Exercise:
Can you retype every record below exactly as written?

Saved data entries:

────────────────────────────────────────

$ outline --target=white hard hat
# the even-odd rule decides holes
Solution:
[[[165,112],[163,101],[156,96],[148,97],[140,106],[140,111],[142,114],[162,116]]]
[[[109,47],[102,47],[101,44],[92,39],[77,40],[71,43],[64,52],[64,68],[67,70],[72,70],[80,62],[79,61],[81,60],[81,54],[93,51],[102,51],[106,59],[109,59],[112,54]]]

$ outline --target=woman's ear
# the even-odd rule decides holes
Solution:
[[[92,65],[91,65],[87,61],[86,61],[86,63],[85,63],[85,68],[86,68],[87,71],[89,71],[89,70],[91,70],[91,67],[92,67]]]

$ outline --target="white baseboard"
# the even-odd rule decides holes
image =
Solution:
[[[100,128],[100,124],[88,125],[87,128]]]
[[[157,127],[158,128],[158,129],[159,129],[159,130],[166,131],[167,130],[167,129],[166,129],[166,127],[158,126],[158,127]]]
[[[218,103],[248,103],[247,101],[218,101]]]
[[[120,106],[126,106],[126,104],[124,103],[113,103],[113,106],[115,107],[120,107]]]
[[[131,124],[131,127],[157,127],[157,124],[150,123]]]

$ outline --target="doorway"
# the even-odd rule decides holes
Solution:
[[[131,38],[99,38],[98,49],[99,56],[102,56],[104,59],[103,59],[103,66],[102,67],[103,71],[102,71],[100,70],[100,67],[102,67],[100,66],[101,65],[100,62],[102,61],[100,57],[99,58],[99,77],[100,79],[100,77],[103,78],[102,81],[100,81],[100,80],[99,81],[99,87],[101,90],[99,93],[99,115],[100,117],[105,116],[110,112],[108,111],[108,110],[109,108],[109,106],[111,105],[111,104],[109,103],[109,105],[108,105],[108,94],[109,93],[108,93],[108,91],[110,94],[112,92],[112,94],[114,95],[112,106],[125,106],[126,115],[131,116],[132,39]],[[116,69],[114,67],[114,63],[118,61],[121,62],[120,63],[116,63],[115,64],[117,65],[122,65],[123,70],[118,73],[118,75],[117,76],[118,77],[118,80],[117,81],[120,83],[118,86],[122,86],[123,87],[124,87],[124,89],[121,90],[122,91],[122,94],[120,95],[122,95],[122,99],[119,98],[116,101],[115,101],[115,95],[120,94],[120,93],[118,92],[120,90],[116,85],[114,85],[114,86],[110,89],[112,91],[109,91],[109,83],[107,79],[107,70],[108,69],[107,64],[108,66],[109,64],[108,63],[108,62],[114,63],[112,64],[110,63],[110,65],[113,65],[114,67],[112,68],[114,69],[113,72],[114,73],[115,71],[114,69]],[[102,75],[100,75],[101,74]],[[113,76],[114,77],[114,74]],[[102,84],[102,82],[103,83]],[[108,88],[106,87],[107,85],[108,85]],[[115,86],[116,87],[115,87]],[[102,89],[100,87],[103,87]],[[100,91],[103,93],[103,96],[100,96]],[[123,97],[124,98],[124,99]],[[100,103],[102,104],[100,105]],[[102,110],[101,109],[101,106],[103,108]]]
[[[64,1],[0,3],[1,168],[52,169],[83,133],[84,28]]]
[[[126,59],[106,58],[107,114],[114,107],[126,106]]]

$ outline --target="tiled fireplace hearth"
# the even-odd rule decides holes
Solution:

────────────────────────────────────────

Response to the exercise:
$ outline --target=white hard hat
# the even-odd rule decides holes
Solution:
[[[165,112],[163,101],[156,96],[148,97],[140,106],[140,111],[142,114],[162,116]]]
[[[109,47],[102,47],[101,44],[92,39],[77,40],[71,43],[64,52],[64,68],[67,70],[72,70],[80,62],[79,61],[81,60],[81,54],[93,51],[102,51],[106,59],[109,59],[112,54]]]

$ outline --target=woman's ear
# the even-odd rule decides holes
Solution:
[[[92,65],[91,65],[87,61],[86,61],[86,63],[85,63],[85,68],[86,68],[87,71],[89,71],[89,70],[91,70],[91,67],[92,67]]]

$ outline --target="white baseboard"
# the even-odd rule decides holes
image =
Solution:
[[[100,128],[100,124],[88,125],[87,128]]]
[[[157,127],[158,128],[158,129],[159,129],[159,130],[166,131],[167,130],[167,129],[166,129],[166,127],[158,126],[158,127]]]
[[[218,103],[248,103],[247,101],[218,101]]]
[[[120,106],[126,106],[126,104],[124,103],[113,103],[113,106],[115,107],[120,107]]]
[[[131,124],[131,127],[157,127],[157,124],[150,123]]]

$ outline --target="doorway"
# the even-odd rule decides holes
Solution:
[[[131,38],[99,38],[98,49],[99,56],[102,56],[104,59],[103,59],[103,66],[102,67],[103,71],[102,71],[100,70],[100,67],[102,67],[100,66],[101,65],[100,62],[102,61],[100,57],[99,58],[99,77],[100,79],[100,77],[103,78],[102,81],[100,81],[100,80],[99,81],[99,87],[101,90],[99,93],[99,115],[100,117],[105,116],[110,112],[108,111],[108,110],[109,108],[109,106],[111,105],[111,104],[109,103],[109,105],[108,105],[108,94],[109,93],[108,93],[108,91],[110,94],[112,92],[112,94],[114,95],[112,106],[125,106],[126,115],[131,116],[132,39]],[[116,69],[114,67],[114,63],[118,61],[121,62],[120,63],[116,63],[115,64],[117,65],[122,65],[123,70],[118,73],[118,75],[117,76],[118,77],[118,80],[117,81],[120,83],[118,86],[122,86],[123,87],[124,87],[124,89],[121,90],[122,91],[122,94],[120,95],[122,95],[122,99],[119,98],[116,101],[115,101],[115,95],[120,94],[120,93],[118,92],[120,90],[116,85],[114,85],[114,86],[110,89],[112,91],[109,91],[109,83],[107,79],[107,70],[108,69],[107,64],[108,66],[109,64],[108,63],[108,62],[114,63],[112,64],[110,63],[110,65],[113,65],[114,67],[112,68],[114,69],[113,72],[114,73],[115,71],[114,69]],[[102,75],[100,75],[101,74]],[[113,76],[114,77],[114,74]],[[102,84],[102,82],[103,83]],[[108,88],[106,87],[107,85],[108,85]],[[115,86],[116,87],[115,87]],[[102,89],[100,87],[103,87]],[[100,91],[103,93],[103,96],[100,96]],[[123,97],[124,98],[124,99]],[[100,103],[102,104],[100,105]],[[102,110],[101,109],[101,106],[103,108]]]
[[[64,1],[0,3],[1,168],[52,169],[83,133],[84,28]]]
[[[126,59],[106,58],[107,114],[114,107],[126,106]]]

$ outline --target="tiled fireplace hearth"
# the even-odd rule decides holes
Solution:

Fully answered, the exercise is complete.